Vu la procédure suivante :
Procédure contentieuse antérieure :
M. F... A... a demandé au tribunal administratif de Lyon d'annuler la décision du 14 août 2019 par laquelle le directeur du centre pénitentiaire de Bourg-en-Bresse a ordonné la rétention des correspondances qu'il adresserait à M. C... E... et Mme B... D... en tant que cette décision porte sur ses courriers adressés à cette dernière.
Par un jugement n° 1908100 du 8 décembre 2020, le tribunal a fait droit à sa demande.
Par un arrêt n° 21LY00412 du 22 décembre 2022, la cour administrative de Lyon a rejeté la requête du garde des sceaux, ministre de la justice.
Par une décision n° 471643 du 30 mai 2024, le Conseil d'État statuant au contentieux a annulé cet arrêt et a renvoyé l'affaire à la cour.
Procédure devant la cour après cassation :
Les parties ont été informées le 3 juin 2024 de la reprise d'instance après cassation sous le n° 24LY01558 et de la possibilité de produire de nouveaux mémoires ou d'éventuelles observations dans un délai d'un mois.
Par un mémoire enregistré le 8 novembre 2024, M. A..., représenté par Me Renaud Akni, persiste dans ses précédentes conclusions, demandant en outre qu'une somme de 2 000 euros soit mise à la charge de l'État en application de l'article L. 761-1du code de justice administrative.
Il soutient que :
- en violation de l'article R. 57-8-19 du code de procédure pénale, la décision de retenue ne lui a pas été notifiée dans un délai de trois jours ;
- le magistrat en charge du dossier et la commission d'application des peines de l'établissement n'ont jamais été informées ;
- les envois épistolaires adressés à Mme B... D... n'ont pas mis en péril la sécurité et le bon ordre au sens de l'article 40 de la loi du 24 novembre 2000 ; la peine privative de liberté prononcée à son encontre et l'interdiction de paraître dans le département de l'Ain sont des mesures suffisamment lourdes et contraignantes permettant d'assurer pleinement la sécurité et le bon ordre ;
- la mesure contestée est disproportionnée ; elle pose une interdiction générale et absolue.

> [ENREGISTREMENTS EXTRAITS]:
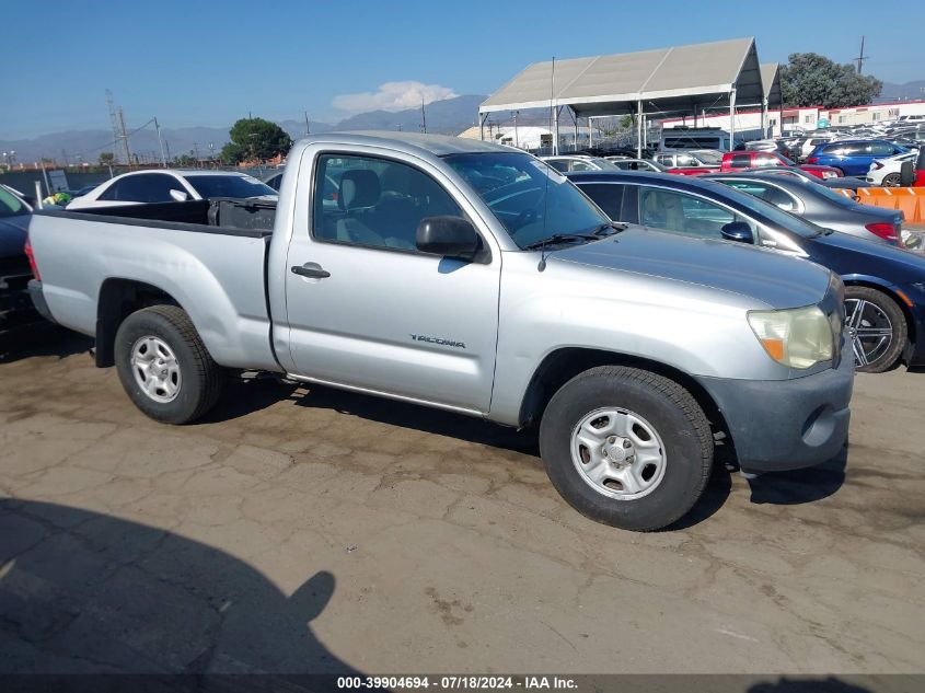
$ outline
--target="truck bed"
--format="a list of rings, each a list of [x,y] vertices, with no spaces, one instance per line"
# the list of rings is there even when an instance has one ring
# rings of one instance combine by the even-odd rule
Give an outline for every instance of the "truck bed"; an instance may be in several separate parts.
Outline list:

> [TÂCHES DE L'EXERCICE]:
**a.** Dans le texte fourni, quelle somme M. A... demande-t-il de mettre à la charge de l'État ?
**b.** Recopiez à l'identique toutes les lignes des enregistrements, en laissant l'image de côté.
Les enregistrements n'ont aucun rapport avec le texte fourni.

> [RÉSULTATS DE L'EXERCICE]:
**a.** Une somme de 2 000 euros.

**b.**
$ outline
--target="truck bed"
--format="a list of rings, each a list of [x,y] vertices, with no spaces, one instance per line"
# the list of rings is there even when an instance has one ring
# rings of one instance combine by the even-odd rule
Give an outline for every instance of the "truck bed"; an instance may be in several separate parts.
Outline list:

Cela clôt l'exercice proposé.